> **Required action 1**
From the passage on corporate culture, list every value offered as an example of the culture a business owner might say they want.
> **Required action 2**
Continue the passage on corporate culture from the point at which it stops.

> **Given passage**
┌──

Put eight gorillas in a room (or how corporate culture is created)

812Imagine this…you’ve got eight gorillas in a room with a bunch of bananas hanging from the ceiling and a ladder under the bananas.

The gorillas will race to climb the ladder to get the bananas, right?

Now imagine this: every time a gorilla starts up the ladder, you spray him with a fire hose. The gorillas learn pretty quickly to quit trying to reach those bananas!

Then, remove one of the original gorillas and replace him with a new gorilla.

The first thing the new gorilla will do is head up the ladder for those bananas. The next thing that will happen is the seven veteran gorillas will grab him and drag him down.

Then, one by one, remove another veteran gorilla and replace him with a new gorilla.

Here’s what you’ll end up with — eight gorillas that have never been sprayed with a fire hose, yet they’ll make no attempt to go near the bananas. But the real issue is that they don’t even know why!

So why am I talking about gorillas and bananas? Because this little parable shows you how corporate culture is created and passed on over time.


The first thing to know is that your company has a corporate culture whether you have intentionally articulated it or not. Your business has a personality, just like every individual has a personality.

Corporate culture is not what YOU say it is…it’s a minestrone soup made from what OTHERS say about your business.

It’s what employees say to each other in the parking lot or over a beer. It’s what they say to friends and family. It’s what customers say when they talk ABOUT your business, not just TO you. It’s what vendors say about how it is to do business with you.

Your corporate culture is shaped by your values and your own behavior. You might say you want a culture of teamwork, initiative and respect. But are your actions consistently congruent with those values? You can write anything you want on a piece of paper and call it your values, but your true values are what you live.

└──

> **Data supplied**
┌──

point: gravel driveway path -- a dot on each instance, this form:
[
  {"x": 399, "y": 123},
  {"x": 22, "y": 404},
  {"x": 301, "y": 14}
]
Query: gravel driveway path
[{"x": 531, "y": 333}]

└──

> **Exercise response 1**
Teamwork, initiative, and respect.

> **Exercise response 2**
So when you think about your corporate culture, the first place to look is in the mirror. Take a good look at yourself, then take 100% responsibility for the corporate culture you are creating.

There are no right and wrong values that make up your culture. (Well…I take that back. Aspiring to a culture of deception or dishonesty wouldn’t be very smart, would it?)

What I mean is that each business is different. Let’s say you run a marketing firm. Creativity and imagination would be important. But let’s say you run a pharmacy. I’m not sure I’d want to shop at a pharmacy that got creative with my prescriptions! But accuracy and precision would be important.

As a consultant and coach, it’s not up to me to decide or advise what your corporate culture SHOULD be. I have one client who is an absolute perfectionist. Perfection gives her a competitive advantage in her industry. I support that. I have another client who wants a culture of fun. I support that too.

However, I do suggest that you think very deeply about your corporate culture and what you’d like it to be. Once it’s established it’s very difficult to change. When you get clear on the culture you’d like to create, then make sure you live that out in your words and actions.

If you want a company with ambitious gorillas who reach for those bananas, then think twice before you spray them with a fire hose.